PROVIDED RECORDS Start Marker
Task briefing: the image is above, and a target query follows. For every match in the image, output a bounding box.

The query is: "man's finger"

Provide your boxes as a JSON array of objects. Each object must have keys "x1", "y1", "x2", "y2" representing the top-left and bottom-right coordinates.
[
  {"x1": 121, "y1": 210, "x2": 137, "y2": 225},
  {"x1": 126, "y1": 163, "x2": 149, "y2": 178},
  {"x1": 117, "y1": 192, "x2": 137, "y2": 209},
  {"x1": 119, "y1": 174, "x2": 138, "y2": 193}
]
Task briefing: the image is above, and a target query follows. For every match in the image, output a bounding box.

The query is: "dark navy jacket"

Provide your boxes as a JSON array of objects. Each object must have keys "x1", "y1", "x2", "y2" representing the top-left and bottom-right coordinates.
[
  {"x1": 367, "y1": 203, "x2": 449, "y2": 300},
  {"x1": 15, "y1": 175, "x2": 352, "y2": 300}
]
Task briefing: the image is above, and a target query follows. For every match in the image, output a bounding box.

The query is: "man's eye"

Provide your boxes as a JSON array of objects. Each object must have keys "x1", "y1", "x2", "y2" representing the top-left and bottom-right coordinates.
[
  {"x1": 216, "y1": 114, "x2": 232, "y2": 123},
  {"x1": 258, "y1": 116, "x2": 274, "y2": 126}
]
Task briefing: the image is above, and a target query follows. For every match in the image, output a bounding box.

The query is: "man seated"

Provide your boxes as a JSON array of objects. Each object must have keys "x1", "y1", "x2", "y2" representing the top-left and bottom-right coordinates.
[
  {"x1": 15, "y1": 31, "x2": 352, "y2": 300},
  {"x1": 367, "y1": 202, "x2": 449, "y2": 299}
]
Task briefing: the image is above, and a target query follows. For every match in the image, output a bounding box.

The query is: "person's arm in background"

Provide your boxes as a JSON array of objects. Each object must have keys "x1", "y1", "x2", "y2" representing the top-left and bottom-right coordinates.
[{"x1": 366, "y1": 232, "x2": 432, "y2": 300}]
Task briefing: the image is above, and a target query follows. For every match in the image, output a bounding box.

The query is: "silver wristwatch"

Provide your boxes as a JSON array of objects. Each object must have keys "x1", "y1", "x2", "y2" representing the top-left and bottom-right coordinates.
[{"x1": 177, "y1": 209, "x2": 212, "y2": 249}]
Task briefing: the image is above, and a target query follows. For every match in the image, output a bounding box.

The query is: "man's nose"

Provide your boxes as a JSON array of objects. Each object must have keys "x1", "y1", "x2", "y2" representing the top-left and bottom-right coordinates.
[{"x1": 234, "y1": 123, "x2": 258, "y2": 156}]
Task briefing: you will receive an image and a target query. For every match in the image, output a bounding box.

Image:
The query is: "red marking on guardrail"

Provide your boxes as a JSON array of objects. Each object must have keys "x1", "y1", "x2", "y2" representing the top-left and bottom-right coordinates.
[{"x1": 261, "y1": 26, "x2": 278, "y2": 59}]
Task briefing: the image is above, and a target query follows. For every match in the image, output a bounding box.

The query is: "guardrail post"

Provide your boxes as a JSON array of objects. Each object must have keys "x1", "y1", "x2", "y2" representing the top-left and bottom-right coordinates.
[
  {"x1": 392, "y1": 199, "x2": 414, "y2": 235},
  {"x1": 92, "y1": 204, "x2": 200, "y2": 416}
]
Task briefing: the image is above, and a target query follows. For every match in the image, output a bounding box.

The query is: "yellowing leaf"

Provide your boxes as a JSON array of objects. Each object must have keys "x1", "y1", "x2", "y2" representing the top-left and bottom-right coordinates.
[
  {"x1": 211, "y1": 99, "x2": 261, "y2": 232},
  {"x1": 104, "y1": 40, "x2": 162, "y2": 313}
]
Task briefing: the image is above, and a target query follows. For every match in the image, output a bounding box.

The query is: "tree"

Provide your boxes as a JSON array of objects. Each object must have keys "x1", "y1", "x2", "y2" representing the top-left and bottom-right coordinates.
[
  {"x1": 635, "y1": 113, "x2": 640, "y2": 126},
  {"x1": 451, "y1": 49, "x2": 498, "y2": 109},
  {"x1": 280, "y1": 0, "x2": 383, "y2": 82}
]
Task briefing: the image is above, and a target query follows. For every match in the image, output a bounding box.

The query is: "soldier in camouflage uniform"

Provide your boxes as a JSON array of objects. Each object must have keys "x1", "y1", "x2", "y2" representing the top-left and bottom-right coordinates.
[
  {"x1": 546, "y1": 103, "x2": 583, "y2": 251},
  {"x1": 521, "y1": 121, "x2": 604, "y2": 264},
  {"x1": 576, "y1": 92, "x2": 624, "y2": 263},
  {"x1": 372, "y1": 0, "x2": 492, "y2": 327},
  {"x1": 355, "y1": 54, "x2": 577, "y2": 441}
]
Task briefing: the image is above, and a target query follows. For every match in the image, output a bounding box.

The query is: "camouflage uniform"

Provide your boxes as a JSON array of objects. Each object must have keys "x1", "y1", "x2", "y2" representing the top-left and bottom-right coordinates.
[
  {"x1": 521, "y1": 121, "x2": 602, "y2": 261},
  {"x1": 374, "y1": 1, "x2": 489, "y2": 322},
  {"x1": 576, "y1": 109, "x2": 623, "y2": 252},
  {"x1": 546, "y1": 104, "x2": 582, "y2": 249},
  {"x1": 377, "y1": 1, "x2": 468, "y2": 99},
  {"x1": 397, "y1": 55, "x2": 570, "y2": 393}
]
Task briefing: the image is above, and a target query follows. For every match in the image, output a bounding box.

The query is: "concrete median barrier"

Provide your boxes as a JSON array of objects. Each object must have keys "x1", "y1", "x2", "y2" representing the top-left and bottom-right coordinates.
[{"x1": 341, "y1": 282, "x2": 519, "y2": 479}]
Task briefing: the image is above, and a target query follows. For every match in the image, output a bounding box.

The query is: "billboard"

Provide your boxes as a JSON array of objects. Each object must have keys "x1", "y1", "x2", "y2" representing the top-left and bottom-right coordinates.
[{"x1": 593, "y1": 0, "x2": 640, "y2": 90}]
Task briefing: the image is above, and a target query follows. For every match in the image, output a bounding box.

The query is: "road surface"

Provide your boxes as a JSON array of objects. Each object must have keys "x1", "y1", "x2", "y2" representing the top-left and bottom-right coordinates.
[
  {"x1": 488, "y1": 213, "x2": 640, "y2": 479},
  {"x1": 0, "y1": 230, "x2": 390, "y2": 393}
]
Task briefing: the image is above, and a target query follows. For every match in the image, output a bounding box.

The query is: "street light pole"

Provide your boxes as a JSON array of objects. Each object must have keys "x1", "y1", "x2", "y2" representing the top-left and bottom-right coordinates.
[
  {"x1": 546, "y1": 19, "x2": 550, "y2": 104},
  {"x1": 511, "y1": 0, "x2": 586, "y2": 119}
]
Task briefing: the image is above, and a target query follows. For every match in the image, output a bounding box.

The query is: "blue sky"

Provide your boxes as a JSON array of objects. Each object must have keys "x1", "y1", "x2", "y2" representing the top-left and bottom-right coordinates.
PROVIDED RECORDS End Marker
**TASK DIRECTIONS**
Match on "camouflage" and report each line of the data above that has it.

**OUTPUT OF THE TASK**
The query is: "soldier in camouflage uniform"
The query is: "camouflage uniform"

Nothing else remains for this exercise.